Request: Express the listing below as a two-column CSV headed input,output, with one row per phrase. Put the phrase line and its instruction line under input and the coordinates that follow under output, each as a single quoted field with line breaks turned into spaces.

Supplied data:

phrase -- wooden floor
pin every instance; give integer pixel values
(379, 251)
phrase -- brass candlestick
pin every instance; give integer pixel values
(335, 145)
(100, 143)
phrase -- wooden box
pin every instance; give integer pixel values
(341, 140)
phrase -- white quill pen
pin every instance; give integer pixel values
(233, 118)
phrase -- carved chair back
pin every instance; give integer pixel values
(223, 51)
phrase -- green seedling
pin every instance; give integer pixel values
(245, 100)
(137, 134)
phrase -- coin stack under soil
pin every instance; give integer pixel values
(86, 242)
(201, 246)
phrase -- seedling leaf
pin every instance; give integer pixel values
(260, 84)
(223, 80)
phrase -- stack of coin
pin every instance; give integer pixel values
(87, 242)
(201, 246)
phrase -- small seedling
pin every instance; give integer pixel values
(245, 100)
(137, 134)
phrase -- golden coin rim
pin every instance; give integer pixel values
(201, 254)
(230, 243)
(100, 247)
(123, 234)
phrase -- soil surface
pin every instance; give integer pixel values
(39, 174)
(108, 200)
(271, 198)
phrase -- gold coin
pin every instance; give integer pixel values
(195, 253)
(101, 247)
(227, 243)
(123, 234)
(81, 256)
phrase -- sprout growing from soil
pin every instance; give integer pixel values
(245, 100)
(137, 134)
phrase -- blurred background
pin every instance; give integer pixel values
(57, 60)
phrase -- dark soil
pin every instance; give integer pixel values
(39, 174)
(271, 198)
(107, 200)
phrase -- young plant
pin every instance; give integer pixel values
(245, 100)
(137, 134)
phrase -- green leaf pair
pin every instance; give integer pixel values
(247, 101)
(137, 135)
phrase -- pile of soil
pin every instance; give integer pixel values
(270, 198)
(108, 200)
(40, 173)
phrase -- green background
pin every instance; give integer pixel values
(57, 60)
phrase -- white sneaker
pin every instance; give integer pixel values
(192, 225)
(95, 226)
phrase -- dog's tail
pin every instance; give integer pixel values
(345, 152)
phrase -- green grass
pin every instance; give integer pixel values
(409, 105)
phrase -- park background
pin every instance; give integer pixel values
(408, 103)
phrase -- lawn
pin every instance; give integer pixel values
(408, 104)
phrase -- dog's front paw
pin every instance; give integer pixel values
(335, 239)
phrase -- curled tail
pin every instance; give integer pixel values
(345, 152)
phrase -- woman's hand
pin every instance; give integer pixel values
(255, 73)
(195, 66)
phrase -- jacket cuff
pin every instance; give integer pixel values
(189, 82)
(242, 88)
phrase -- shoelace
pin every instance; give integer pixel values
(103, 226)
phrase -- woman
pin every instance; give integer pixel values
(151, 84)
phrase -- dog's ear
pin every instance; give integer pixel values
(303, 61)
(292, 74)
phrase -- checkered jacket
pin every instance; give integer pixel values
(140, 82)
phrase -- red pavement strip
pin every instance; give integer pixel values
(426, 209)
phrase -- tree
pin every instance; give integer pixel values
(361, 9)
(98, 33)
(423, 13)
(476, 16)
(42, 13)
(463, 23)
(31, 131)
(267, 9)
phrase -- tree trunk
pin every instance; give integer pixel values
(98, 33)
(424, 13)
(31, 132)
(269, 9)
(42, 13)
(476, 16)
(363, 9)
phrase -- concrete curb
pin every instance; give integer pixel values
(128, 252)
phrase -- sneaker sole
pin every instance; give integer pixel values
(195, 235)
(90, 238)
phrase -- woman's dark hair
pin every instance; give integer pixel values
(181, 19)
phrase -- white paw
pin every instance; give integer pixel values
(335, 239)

Written answer:
input,output
"phrase -- wooden floor pin every instance; give integer pixel values","(379, 251)"
"phrase -- brass candlestick pin every instance; give integer pixel values","(335, 145) (100, 143)"
"phrase -- wooden box pin every instance; give integer pixel values","(341, 140)"
"phrase -- white quill pen pin every instance; give integer pixel values","(233, 118)"
"phrase -- carved chair back pin every instance; give integer pixel values","(223, 51)"
"phrase -- green seedling pin every instance; give integer pixel values","(245, 100) (137, 134)"
"phrase -- coin stack under soil pin every instance; give integer pixel values","(86, 242) (201, 246)"
"phrase -- seedling leaf pin every instance; give integer pixel values","(260, 84) (223, 80)"
"phrase -- stack of coin pin every instance; give integer pixel values","(87, 242) (201, 246)"
"phrase -- small seedling pin every instance; give integer pixel values","(245, 100) (137, 134)"
"phrase -- golden coin rim pin every instance; give integer pixel values","(201, 254) (230, 243) (100, 247) (123, 234)"
"phrase -- soil surface pin every instance; give integer pixel values","(39, 174) (108, 200) (271, 198)"
"phrase -- gold coin pin every instance; give integer pixel values","(195, 253) (101, 247) (227, 243) (123, 234) (81, 256)"
"phrase -- sprout growing from soil pin every instance; give integer pixel values","(245, 100) (137, 134)"
"phrase -- blurred background pin every instance; give integer pixel values","(57, 60)"
"phrase -- dark soil pin every instance; give integer pixel values","(39, 174) (271, 198) (107, 200)"
"phrase -- young plant pin every instance; give integer pixel values","(245, 100) (137, 134)"
"phrase -- green leaf pair pin every instance; give integer pixel values","(247, 101) (137, 135)"
"phrase -- pile of soil pin every instance; give integer pixel values","(270, 198) (108, 200) (40, 173)"
"phrase -- green background pin every instance; give integer pixel values","(57, 60)"
"phrase -- white sneaker pin every instance; give integer pixel values","(192, 225) (95, 226)"
"phrase -- dog's tail pin every instance; give integer pixel values","(345, 152)"
"phrase -- green grass pin every instance; give integer pixel values","(409, 105)"
"phrase -- park background pin every instance; give integer pixel values","(408, 103)"
"phrase -- lawn pin every instance; give integer pixel values","(408, 104)"
"phrase -- dog's front paw pin every instance; give integer pixel values","(335, 239)"
"phrase -- curled tail pin every instance; give integer pixel values","(345, 152)"
"phrase -- woman's hand pin every instance; give integer pixel values","(255, 73) (195, 66)"
"phrase -- jacket cuff pin every instance; give integer pixel values","(189, 82) (242, 88)"
"phrase -- shoelace pin every instance; give integer pixel values","(103, 226)"
"phrase -- woman pin every instance; give integer pixel values","(151, 84)"
"phrase -- dog's ear pin every instance; give integer pixel values","(303, 61) (292, 74)"
"phrase -- checkered jacket pin every instance; give integer pixel values","(140, 82)"
"phrase -- red pavement strip pin every instance; give integer pixel values","(426, 209)"
"phrase -- tree pin every instance; give integer pixel values","(361, 9) (98, 33) (423, 13) (476, 16) (42, 13) (463, 23) (31, 131) (267, 9)"
"phrase -- tree trunk pin every instance; give integer pixel values","(98, 33) (424, 13) (31, 132) (269, 9) (42, 13) (476, 16) (363, 9)"
"phrase -- concrete curb pin every instance; give integer pixel values","(128, 252)"
"phrase -- sneaker sole pin every instance; give integer pixel values","(195, 235) (90, 238)"
"phrase -- woman's dark hair pin every instance; give integer pixel values","(181, 19)"
"phrase -- white paw pin every instance; give integer pixel values","(335, 239)"